**TASK INSTRUCTIONS:** Reproduce the passage on generating silicon samples starting with "In the previous" and going on through "the hypothetical characteristics.".

**TEXT SECTION:**
----

I believe in hard work and personal responsibility. I think everyone should 
have the opportunity to get ahead, and that means a strong economy where 
businesses can thrive and create jobs. That’s why I voted Conservative last 
time – I think they’re best placed to manage the economy and keep taxes down, 
so people can keep more of what they earn. I also value a strong sense of 
community and tradition. Keeping our borders secure is really important to me, 
and I think we need to support our armed forces and protect our heritage. The 
biggest issues we face right now are the cost of living and making sure we have
enough good jobs. We need to get inflation under control and invest in skills 
training, so young people like me have the chance to build a good life.

Again, it looks like the LLM sees an individual with these characteristics as having distinct political beliefs.

10.7 Generating “silicon” samples

In the previous sections, we manually experimented with prompting an LLM to generate political statements from hypothetical individuals with different characteristics. While this approach works well for single examples, in real social science research we often require larger synthetic datasets to study patterns systematically. Questions 6, 7, and 8 guide you through a more systematic approach to creating these datasets.

First define a set of demographic characteristics that you want to vary across your simulated respondents. Store each set of characteristics as a separate vector, whose elements include the relevant values of the hypothetical characteristics.

----

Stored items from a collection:
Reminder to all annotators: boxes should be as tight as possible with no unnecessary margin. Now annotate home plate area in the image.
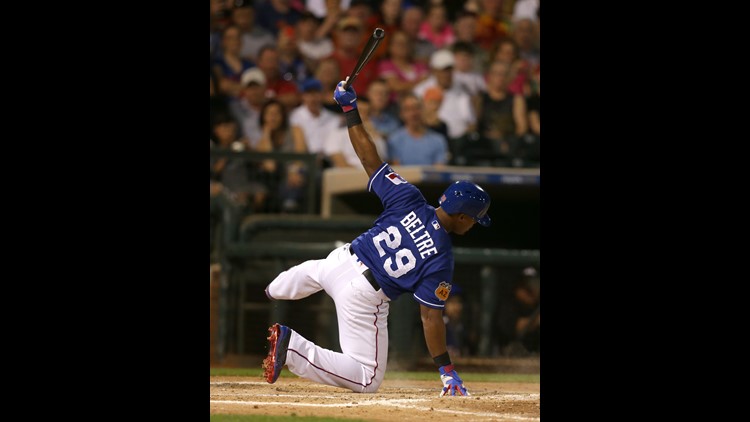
[210,376,540,422]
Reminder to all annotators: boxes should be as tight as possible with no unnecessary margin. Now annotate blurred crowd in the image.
[210,0,540,251]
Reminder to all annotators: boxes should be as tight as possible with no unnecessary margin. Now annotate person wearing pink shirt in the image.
[418,3,456,49]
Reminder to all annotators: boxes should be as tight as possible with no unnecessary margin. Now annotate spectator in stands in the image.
[477,0,512,50]
[451,41,487,99]
[377,0,403,34]
[214,25,255,98]
[230,67,266,149]
[211,113,267,214]
[401,5,437,63]
[513,18,539,69]
[478,62,528,160]
[414,49,477,139]
[368,79,401,139]
[210,0,231,64]
[388,93,448,166]
[232,0,276,62]
[209,66,232,138]
[258,45,302,110]
[331,16,377,93]
[276,25,312,86]
[378,31,430,102]
[304,0,351,19]
[491,38,529,95]
[289,79,342,160]
[513,0,539,21]
[422,86,449,143]
[314,57,343,114]
[255,0,302,37]
[453,10,490,74]
[498,267,541,356]
[418,3,456,49]
[325,95,388,168]
[257,99,307,213]
[294,11,338,72]
[520,67,542,165]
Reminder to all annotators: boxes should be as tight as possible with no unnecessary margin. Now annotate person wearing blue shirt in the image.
[263,76,491,396]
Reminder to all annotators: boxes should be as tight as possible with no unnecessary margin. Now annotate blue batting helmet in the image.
[440,180,491,227]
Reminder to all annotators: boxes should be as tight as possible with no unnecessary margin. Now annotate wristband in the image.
[344,108,362,128]
[432,352,451,366]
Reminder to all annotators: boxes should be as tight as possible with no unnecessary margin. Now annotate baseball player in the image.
[263,77,490,397]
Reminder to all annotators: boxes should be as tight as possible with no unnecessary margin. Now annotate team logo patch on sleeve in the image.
[435,281,453,302]
[385,171,406,185]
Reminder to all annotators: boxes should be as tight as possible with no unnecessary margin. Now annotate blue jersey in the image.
[352,163,453,309]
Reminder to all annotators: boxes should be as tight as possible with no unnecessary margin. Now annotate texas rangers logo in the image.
[385,171,406,185]
[435,281,453,302]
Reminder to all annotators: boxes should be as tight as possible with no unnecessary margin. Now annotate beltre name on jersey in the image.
[352,163,453,308]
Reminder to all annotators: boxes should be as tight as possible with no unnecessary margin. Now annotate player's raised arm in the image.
[333,77,383,176]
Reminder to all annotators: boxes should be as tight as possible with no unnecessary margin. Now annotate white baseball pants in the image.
[266,243,390,393]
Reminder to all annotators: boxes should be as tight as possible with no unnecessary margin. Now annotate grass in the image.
[211,368,539,384]
[210,413,363,422]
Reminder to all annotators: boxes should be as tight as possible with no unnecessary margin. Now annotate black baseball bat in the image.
[344,28,385,90]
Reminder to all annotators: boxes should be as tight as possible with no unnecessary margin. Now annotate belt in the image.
[349,246,380,292]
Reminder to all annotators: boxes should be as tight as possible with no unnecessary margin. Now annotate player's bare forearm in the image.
[419,305,448,358]
[349,121,383,176]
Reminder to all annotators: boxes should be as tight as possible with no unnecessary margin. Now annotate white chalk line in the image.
[211,399,539,421]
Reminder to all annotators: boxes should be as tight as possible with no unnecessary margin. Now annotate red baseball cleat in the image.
[263,323,292,384]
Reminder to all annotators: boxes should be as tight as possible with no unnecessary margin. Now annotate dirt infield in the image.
[211,376,540,422]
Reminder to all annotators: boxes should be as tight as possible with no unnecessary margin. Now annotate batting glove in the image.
[333,77,357,113]
[440,364,470,397]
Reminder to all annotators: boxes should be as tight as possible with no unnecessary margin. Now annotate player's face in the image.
[453,214,477,234]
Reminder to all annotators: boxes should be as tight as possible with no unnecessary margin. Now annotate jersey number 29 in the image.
[372,226,417,278]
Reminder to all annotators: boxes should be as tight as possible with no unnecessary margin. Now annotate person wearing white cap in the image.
[229,67,266,149]
[414,49,477,139]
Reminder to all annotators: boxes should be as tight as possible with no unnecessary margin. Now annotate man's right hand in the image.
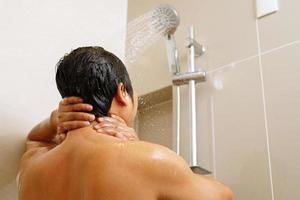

----

**THE ANSWER:**
In the previous sections, we manually experimented with prompting an LLM to generate political statements from hypothetical individuals with different characteristics. While this approach works well for single examples, in real social science research we often require larger synthetic datasets to study patterns systematically. Questions 6, 7, and 8 guide you through a more systematic approach to creating these datasets.

First define a set of demographic characteristics that you want to vary across your simulated respondents. Store each set of characteristics as a separate vector, whose elements include the relevant values of the hypothetical characteristics.